:: Information supplied ::

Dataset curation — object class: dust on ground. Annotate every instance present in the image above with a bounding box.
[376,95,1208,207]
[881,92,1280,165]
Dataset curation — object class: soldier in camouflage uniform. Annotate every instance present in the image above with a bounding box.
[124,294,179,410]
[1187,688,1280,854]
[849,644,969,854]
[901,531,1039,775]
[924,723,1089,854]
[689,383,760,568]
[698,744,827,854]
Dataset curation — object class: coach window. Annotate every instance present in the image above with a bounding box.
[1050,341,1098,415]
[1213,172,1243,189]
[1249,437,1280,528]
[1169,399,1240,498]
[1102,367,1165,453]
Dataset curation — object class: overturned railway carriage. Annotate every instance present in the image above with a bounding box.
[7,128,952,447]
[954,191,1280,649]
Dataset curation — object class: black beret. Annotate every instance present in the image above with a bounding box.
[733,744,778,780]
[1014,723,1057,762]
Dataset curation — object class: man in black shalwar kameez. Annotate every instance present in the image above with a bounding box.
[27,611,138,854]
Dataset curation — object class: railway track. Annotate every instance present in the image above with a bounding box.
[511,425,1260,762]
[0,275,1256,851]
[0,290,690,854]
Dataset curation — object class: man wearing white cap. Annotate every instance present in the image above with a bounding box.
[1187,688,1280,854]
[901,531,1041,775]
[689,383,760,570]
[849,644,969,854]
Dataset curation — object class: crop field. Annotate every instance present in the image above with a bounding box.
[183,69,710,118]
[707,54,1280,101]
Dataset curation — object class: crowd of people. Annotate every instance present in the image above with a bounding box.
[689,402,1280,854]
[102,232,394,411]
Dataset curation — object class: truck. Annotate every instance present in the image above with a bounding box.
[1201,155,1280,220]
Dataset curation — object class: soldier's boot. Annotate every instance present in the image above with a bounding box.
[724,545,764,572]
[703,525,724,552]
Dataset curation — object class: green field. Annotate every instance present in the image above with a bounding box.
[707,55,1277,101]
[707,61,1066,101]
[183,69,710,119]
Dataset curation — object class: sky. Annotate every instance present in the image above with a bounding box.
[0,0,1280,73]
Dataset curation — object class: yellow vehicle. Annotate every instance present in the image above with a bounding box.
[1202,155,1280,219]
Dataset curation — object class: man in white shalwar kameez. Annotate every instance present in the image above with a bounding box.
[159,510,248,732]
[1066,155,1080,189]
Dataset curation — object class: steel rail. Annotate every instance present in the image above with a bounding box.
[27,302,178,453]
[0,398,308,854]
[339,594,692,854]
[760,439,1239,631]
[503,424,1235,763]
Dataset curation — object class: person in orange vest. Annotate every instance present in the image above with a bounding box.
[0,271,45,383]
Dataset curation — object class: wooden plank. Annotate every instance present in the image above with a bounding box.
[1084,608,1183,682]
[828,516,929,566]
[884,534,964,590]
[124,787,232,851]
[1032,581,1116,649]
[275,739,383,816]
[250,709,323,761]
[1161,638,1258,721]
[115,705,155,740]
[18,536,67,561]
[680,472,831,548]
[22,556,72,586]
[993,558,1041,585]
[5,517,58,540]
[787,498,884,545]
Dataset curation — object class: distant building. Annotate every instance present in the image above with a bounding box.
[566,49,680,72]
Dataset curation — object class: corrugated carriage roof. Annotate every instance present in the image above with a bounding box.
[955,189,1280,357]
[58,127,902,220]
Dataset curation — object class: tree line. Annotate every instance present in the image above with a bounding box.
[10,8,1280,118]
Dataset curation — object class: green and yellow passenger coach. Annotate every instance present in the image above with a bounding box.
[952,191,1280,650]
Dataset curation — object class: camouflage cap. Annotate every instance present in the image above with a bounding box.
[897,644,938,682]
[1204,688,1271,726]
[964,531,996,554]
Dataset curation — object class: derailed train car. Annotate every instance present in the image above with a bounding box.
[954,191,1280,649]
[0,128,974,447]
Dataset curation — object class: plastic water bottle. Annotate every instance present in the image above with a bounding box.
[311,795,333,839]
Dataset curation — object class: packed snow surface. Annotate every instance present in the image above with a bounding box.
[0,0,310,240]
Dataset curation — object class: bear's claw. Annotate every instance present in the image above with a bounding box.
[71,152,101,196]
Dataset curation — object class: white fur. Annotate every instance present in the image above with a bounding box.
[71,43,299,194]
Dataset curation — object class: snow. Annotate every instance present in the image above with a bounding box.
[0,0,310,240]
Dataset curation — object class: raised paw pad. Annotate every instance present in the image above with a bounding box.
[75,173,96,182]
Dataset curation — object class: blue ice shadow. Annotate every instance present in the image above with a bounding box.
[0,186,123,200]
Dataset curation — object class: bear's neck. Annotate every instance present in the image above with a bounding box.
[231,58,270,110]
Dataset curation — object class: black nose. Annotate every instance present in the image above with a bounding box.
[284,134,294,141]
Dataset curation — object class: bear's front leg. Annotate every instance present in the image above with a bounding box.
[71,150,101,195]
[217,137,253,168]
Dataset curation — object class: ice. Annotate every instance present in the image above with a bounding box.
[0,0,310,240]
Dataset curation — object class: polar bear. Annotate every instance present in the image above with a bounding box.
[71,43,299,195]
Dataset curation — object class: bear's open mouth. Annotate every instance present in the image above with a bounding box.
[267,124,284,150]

:::

Update the records, beginning at the line that has "Dataset curation — object class: overturned" and stopping after the line that has "[1014,723,1057,762]", by changing "railway carriage" to "train car". Write out only those lines again, with nothing else altered.

▸ Task response
Dataset curation — object class: overturned train car. Annotate every instance present in the image above with a bounding box.
[7,128,952,447]
[954,191,1280,649]
Dataset curation — object class: black beret. Annotate every instance present in the image above with a bounding box.
[733,744,778,780]
[1014,723,1057,762]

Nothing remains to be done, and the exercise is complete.